# Start of Data for this exercise

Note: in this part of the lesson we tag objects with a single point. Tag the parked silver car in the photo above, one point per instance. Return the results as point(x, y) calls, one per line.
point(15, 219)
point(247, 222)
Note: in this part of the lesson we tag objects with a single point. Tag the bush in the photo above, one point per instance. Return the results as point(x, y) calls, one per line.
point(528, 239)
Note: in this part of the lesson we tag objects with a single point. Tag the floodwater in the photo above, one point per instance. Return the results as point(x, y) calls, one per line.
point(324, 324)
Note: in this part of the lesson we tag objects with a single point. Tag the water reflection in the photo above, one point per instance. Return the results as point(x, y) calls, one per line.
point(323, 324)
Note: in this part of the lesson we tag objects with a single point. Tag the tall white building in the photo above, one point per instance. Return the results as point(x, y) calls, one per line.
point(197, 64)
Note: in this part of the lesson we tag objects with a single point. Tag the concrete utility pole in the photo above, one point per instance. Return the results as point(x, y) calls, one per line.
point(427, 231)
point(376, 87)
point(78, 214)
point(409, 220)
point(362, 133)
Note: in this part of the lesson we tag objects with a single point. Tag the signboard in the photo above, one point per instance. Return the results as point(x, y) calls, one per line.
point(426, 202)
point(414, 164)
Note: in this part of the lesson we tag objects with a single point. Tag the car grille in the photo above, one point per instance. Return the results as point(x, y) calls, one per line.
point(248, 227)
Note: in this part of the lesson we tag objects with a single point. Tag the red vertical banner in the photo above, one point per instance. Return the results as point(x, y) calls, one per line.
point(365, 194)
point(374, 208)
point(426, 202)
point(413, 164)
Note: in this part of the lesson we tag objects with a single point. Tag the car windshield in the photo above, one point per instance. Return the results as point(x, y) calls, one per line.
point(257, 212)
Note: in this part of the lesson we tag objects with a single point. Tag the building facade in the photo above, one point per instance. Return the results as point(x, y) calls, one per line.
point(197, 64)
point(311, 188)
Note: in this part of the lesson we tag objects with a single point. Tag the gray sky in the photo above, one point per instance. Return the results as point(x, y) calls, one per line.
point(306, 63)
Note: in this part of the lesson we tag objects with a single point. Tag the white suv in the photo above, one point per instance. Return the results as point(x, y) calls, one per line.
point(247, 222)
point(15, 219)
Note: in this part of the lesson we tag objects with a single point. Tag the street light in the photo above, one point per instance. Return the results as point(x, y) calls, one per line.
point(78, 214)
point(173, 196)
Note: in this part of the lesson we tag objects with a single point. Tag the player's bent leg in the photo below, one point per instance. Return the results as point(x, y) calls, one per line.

# End of Data for this exercise

**Description of the task**
Reproduce the material word for word, starting at the line containing "the car windshield" and ending at the line containing "point(257, 212)", with both of those lines included.

**Result for this task**
Note: in this part of the lesson we tag objects with a single point. Tag the car windshield in the photo above, one point per instance. Return the results as point(x, y) calls, one per line.
point(257, 212)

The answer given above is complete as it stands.